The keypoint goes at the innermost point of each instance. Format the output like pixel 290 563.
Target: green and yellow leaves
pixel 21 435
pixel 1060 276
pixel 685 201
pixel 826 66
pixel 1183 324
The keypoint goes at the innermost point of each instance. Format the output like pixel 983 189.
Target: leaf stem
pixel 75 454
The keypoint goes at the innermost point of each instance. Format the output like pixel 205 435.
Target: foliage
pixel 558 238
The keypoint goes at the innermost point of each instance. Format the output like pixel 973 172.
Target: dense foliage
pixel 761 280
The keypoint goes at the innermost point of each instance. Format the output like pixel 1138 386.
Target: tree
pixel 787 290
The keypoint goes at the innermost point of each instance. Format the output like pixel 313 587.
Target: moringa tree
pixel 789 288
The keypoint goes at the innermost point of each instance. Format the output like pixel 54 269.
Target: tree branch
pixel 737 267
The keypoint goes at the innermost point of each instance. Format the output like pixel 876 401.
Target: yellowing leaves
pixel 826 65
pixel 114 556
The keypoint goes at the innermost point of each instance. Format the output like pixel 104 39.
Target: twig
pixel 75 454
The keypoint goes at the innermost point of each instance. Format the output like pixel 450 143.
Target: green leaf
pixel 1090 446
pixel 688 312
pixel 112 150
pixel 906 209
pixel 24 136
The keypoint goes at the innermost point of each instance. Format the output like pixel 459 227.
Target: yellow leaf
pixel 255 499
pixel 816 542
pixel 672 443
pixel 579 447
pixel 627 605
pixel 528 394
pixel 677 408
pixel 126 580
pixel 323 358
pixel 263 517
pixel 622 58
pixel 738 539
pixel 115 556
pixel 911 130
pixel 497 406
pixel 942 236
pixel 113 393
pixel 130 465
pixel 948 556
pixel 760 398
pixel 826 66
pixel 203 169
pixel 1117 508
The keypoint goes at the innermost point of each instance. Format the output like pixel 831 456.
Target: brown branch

▶ TASK
Only an exact copy of all the data will do as the answer.

▶ RESPONSE
The keypoint goes at the innermost point of each instance. Format the output like pixel 290 563.
Target: green and yellow leaves
pixel 21 435
pixel 1060 276
pixel 685 201
pixel 826 66
pixel 1183 324
The keypoint goes at the innermost point of each instance. Format the output like pixel 983 189.
Target: leaf stem
pixel 75 454
The keypoint goes at the innermost point of each instance. Format the output like pixel 205 435.
Target: foliage
pixel 558 238
The keypoint goes at the innermost point of each instance. Format the output like pixel 973 172.
Target: dense foliage
pixel 761 280
The keypoint goes at the innermost point of each instance. Format the output like pixel 1138 386.
Target: tree
pixel 787 290
The keypoint goes at the innermost point of each instance. Format the output like pixel 313 587.
Target: moringa tree
pixel 789 288
The keypoint goes at the innermost point of each instance. Format the output like pixel 54 269.
Target: tree branch
pixel 737 267
The keypoint goes at the innermost point of each instance. Format the output like pixel 876 401.
Target: yellowing leaves
pixel 826 65
pixel 114 556
The keypoint goes at the innermost point of each instance. Format the output like pixel 104 39.
Target: twig
pixel 75 454
The keypoint goes at the innermost point of each instance. Format the output like pixel 450 143.
Target: green leaf
pixel 1090 446
pixel 688 312
pixel 112 150
pixel 906 209
pixel 24 136
The keypoint goes at the innermost point of each instance. Format the output like pixel 459 227.
Target: yellow leaf
pixel 255 499
pixel 816 542
pixel 672 443
pixel 579 447
pixel 627 605
pixel 528 394
pixel 677 408
pixel 126 580
pixel 323 358
pixel 263 517
pixel 622 58
pixel 738 539
pixel 115 556
pixel 911 130
pixel 497 406
pixel 942 236
pixel 113 393
pixel 130 465
pixel 948 556
pixel 760 398
pixel 826 66
pixel 203 169
pixel 1117 508
The keypoint goes at the innermost point of each instance. Format the output like pixel 831 456.
Target: brown branch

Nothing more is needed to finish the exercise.